**The problem:** Swap every "Target" in the records below for "Object", leaving everything else as it is. Give the lines back without the pictures.
## START The data
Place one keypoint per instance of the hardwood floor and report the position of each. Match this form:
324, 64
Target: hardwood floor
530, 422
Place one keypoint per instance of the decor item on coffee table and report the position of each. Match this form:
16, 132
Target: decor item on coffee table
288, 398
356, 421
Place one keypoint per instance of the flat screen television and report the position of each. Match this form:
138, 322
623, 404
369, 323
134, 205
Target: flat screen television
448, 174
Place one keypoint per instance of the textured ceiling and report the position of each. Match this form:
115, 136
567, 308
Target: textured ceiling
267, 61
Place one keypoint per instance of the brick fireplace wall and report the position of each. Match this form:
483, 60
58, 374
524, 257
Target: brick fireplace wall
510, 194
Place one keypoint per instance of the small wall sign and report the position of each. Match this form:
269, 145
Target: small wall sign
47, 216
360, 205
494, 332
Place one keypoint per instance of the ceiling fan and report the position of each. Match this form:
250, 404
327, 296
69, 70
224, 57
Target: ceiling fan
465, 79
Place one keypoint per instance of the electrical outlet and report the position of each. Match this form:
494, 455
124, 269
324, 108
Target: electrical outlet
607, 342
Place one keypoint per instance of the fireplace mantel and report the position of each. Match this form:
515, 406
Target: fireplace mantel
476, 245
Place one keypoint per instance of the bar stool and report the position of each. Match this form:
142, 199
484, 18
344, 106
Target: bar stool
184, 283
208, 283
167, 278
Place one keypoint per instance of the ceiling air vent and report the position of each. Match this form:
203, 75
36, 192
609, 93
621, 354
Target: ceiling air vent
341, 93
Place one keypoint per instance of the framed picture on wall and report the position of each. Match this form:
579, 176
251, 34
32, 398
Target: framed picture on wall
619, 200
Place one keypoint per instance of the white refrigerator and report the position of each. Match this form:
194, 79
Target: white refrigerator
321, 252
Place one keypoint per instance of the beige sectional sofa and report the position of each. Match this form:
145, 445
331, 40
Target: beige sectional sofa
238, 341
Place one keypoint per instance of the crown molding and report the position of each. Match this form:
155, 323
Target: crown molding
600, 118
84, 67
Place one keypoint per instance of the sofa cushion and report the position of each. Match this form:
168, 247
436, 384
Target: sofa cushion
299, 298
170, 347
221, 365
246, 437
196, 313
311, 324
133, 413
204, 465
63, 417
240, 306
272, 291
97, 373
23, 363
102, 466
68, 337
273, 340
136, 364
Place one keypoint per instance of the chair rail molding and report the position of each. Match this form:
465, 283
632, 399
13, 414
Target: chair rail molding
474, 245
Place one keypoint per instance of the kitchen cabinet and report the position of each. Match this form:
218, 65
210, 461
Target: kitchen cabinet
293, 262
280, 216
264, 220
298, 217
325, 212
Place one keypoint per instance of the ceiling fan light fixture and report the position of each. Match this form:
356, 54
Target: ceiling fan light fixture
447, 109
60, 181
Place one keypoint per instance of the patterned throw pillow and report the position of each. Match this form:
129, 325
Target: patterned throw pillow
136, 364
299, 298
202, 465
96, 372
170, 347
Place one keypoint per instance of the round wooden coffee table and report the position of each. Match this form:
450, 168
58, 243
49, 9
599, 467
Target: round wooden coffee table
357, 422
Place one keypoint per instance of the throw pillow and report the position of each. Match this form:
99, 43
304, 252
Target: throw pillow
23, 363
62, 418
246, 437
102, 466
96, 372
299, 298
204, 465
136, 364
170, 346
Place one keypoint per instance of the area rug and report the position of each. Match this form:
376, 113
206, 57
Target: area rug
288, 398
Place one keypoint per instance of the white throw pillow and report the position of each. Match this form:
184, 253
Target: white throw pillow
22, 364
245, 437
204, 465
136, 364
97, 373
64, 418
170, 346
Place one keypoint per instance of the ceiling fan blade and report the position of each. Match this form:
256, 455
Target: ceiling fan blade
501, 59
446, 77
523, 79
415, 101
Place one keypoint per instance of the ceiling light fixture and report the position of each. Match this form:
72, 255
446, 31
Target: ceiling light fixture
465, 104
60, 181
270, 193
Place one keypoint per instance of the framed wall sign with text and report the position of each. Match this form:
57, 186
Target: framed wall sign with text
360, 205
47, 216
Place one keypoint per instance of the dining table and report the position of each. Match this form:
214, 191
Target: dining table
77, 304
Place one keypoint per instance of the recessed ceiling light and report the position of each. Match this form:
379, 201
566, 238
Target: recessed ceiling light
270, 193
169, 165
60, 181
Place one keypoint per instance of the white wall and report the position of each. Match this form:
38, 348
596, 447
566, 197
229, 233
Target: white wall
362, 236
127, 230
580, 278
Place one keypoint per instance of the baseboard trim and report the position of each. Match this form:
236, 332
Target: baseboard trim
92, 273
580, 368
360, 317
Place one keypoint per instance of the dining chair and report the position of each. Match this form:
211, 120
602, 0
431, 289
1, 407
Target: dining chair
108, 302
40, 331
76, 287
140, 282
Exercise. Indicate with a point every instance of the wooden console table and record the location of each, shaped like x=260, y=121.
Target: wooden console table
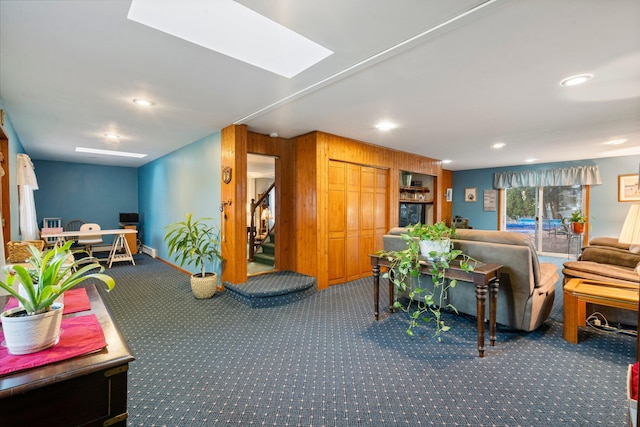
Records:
x=578, y=292
x=89, y=390
x=484, y=277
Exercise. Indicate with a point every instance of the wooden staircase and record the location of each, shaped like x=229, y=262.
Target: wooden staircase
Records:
x=267, y=256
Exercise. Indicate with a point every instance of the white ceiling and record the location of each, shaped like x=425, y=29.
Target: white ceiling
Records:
x=455, y=76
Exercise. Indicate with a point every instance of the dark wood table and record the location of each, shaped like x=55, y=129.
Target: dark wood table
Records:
x=484, y=277
x=89, y=390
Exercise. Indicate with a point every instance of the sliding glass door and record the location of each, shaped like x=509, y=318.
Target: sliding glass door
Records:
x=537, y=212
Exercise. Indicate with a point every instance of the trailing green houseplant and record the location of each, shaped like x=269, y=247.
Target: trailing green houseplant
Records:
x=425, y=305
x=194, y=241
x=35, y=324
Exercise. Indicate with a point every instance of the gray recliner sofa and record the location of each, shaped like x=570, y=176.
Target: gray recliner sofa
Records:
x=527, y=287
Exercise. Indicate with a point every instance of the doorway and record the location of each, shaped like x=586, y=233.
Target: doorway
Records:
x=538, y=212
x=4, y=190
x=261, y=214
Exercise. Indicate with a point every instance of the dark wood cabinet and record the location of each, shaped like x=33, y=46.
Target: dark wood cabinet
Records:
x=89, y=390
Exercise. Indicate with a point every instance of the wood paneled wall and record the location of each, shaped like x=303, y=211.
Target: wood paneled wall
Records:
x=302, y=175
x=315, y=151
x=447, y=207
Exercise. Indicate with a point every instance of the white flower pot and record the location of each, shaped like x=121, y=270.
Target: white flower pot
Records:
x=30, y=334
x=437, y=246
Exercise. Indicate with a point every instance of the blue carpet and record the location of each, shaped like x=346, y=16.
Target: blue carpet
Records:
x=325, y=361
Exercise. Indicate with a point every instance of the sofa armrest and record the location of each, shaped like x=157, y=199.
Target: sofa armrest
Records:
x=597, y=271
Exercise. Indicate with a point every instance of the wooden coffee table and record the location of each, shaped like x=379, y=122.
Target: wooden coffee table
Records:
x=578, y=292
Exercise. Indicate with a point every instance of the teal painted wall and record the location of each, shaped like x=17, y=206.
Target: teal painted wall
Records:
x=92, y=193
x=186, y=180
x=607, y=214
## END The data
**Correct answer:**
Place one keypoint per instance of the hardwood floor and report the position of each. Match this form:
324, 64
Object: hardwood floor
530, 422
Place one keypoint per instance of the decor item on coffee table and report the position of each. Match this form:
16, 132
Object: decor item on coffee table
288, 398
356, 421
Place one keypoint per instance of the flat screen television and report the position of each. Match this form:
138, 322
623, 404
369, 323
134, 205
Object: flat screen television
448, 174
Place one keypoint per instance of the textured ceiling and report the position of each. Match this form:
115, 136
567, 308
Object: textured ceiling
267, 61
Place one keypoint per instance of the brick fireplace wall and report the position of each. Match this form:
483, 60
58, 374
524, 257
Object: brick fireplace wall
510, 194
Place one keypoint per instance of the small wall sign and report the position of each. Match this form:
269, 145
Object: small wall sign
47, 216
360, 205
494, 332
Place one keypoint per instance of the ceiling fan and report the position of each. Match this form:
250, 404
327, 296
69, 70
224, 57
Object: ceiling fan
465, 79
Place one keypoint per instance of the electrical outlet and report the position of each. Match this form:
494, 455
124, 269
324, 108
Object: electrical outlet
607, 342
Place one keypoint per instance of the fireplace mantel and report the position of each. Match this form:
515, 406
Object: fireplace mantel
476, 245
Place one keypoint per instance of the bar stool and report the position of each. Match this form:
142, 199
484, 18
344, 106
Object: bar stool
184, 283
208, 283
167, 278
Place one keypoint per instance of the ceiling air vent and report the position of each. Match this form:
203, 75
36, 192
609, 93
621, 354
Object: ceiling air vent
341, 93
Place one keypoint per instance of the framed picture on wall and report the position of each. Match this form:
579, 176
251, 34
32, 398
Object: framed picture on wall
619, 200
Place one keypoint per instance of the white refrigerator and report the position of each. Match this form:
194, 79
Object: white refrigerator
321, 252
Place one keypoint per instance of the beige sectional sofa and report the position of each. Match this form:
145, 445
331, 40
Object: beige sectional sofa
238, 341
Place one keypoint per instance of the crown molding and report the position of each. Match this form:
155, 323
Object: crown molding
600, 118
84, 67
Place one keypoint per instance of the sofa cushion and report the position of each. Match this form:
168, 247
436, 384
Object: sofa cushion
299, 298
170, 347
221, 365
246, 437
196, 313
311, 324
133, 413
204, 465
63, 417
240, 306
272, 291
97, 373
23, 363
102, 466
68, 337
273, 340
136, 364
Place one keypoint per instance of the chair rail molding and report the position of each. Match this form:
465, 283
632, 399
13, 414
Object: chair rail molding
474, 245
Place one keypoint per instance of the kitchen cabinet and report the position of each. Match this form:
218, 65
210, 461
Object: kitchen cabinet
293, 262
280, 216
264, 220
298, 217
325, 212
Place one keypoint per instance of the ceiling fan light fixture and report the position of each. Match this form:
356, 54
Object: ceiling fan light fixture
447, 109
60, 181
Place one keypoint per instance of the patterned throw pillow and report the position of each. Match this form:
129, 325
Object: patterned throw pillow
136, 364
299, 298
202, 465
96, 372
170, 347
Place one keypoint per instance of the round wooden coffee table and report the position of each. Match this form:
450, 168
58, 243
49, 9
599, 467
Object: round wooden coffee table
357, 422
Place one keypoint per instance of the throw pillow and report the position of each. Match this form:
99, 43
304, 252
Object: throw pillow
23, 363
62, 418
246, 437
102, 466
96, 372
299, 298
204, 465
136, 364
170, 346
Place one keypoint per instance of the area rug and report the position of each. Match this form:
376, 113
206, 57
Object: area rug
288, 398
Place one keypoint per instance of the white throw pillow and report the position of each. Match this form:
184, 253
Object: white throw pillow
22, 364
245, 437
204, 465
136, 364
97, 373
64, 418
170, 346
Place one keypoint per instance of the ceiling fan blade and report the position of each. Match this form:
256, 455
Object: ceiling fan blade
501, 59
446, 77
523, 79
415, 101
Place one keypoint per instance of the ceiling light fixture and report the position of each. Match this form:
72, 255
446, 31
Object: ceiling light fixture
465, 104
60, 181
270, 193
Place one keypoint per instance of the framed wall sign with text and report the position of each. Match this form:
57, 186
Object: framed wall sign with text
360, 205
47, 216
Place one keypoint per instance of the dining table and report the position of each. Match this form:
214, 191
Object: dining table
77, 304
Place one keypoint per instance of the recessed ceiling light and report the position of each. Match this form:
379, 201
566, 238
Object: recessed ceiling light
270, 193
169, 165
60, 181
Place one keypoint per instance of the white wall and report the position of each. Match this form:
38, 348
596, 447
566, 197
229, 233
Object: white wall
362, 236
127, 230
580, 278
Place one keypoint per instance of the baseboard trim and report the position of each. Match this form:
236, 332
Object: baseboard trim
92, 273
580, 368
360, 317
Place one keypoint per instance of the dining chair and report the position of each. Match this form:
211, 120
602, 0
431, 289
1, 407
Object: dining chair
108, 302
40, 331
76, 287
140, 282
Exercise. Indicate with a point every instance of the wooden console table and record the location of each, shaped like x=260, y=121.
Object: wooden console table
Records:
x=578, y=292
x=89, y=390
x=484, y=277
Exercise. Indicate with a point every instance of the wooden staircase and record the location of each, shaped like x=229, y=262.
Object: wooden staircase
Records:
x=267, y=256
Exercise. Indicate with a point every instance of the white ceiling and record the location of each, shaped like x=425, y=29.
Object: white ceiling
Records:
x=455, y=76
Exercise. Indicate with a point every instance of the dark wood table and record the location of each, shaped like x=55, y=129.
Object: dark wood table
Records:
x=484, y=277
x=89, y=390
Exercise. Indicate with a point every instance of the sliding glass door and record the location of each, shaped like x=509, y=318.
Object: sliding glass door
Records:
x=537, y=212
Exercise. Indicate with a point every instance of the trailing green houseplant and record the location of each, shaped like x=269, y=247.
Object: trailing green houseplant
Records:
x=425, y=305
x=194, y=241
x=35, y=324
Exercise. Indicate with a point every instance of the gray recliner sofa and record the location of each, shaped like x=570, y=176.
Object: gray recliner sofa
Records:
x=527, y=287
Exercise. Indicate with a point every instance of the doorway and record the location of each, shaped like x=586, y=233.
Object: doorway
Records:
x=538, y=212
x=4, y=190
x=261, y=214
Exercise. Indicate with a point every instance of the dark wood cabinet and record the location of each, shaped like x=33, y=46.
Object: dark wood cabinet
Records:
x=89, y=390
Exercise. Indicate with a point every instance of the wood paneled wall and record the location of each, shaped like x=303, y=211.
Object: wood paneled wall
Records:
x=302, y=175
x=315, y=151
x=447, y=207
Exercise. Indicate with a point every instance of the white flower pot and record the location of each, shaped like x=121, y=270.
Object: white flower pot
Records:
x=30, y=334
x=437, y=246
Exercise. Indicate with a point every instance of the blue carpet and record the location of each, shaped like x=346, y=16.
Object: blue carpet
Records:
x=325, y=361
Exercise. Indicate with a point every instance of the sofa armrest and record the location of each, shaped like x=157, y=199.
Object: sofa armrest
Records:
x=597, y=271
Exercise. Indicate with a point every instance of the wooden coffee table and record the location of each, shaped like x=379, y=122.
Object: wooden coffee table
Records:
x=578, y=292
Exercise. Indicate with a point every instance of the teal painted wall and record the location of each, shaped like x=17, y=206.
Object: teal painted wall
Records:
x=92, y=193
x=186, y=180
x=607, y=214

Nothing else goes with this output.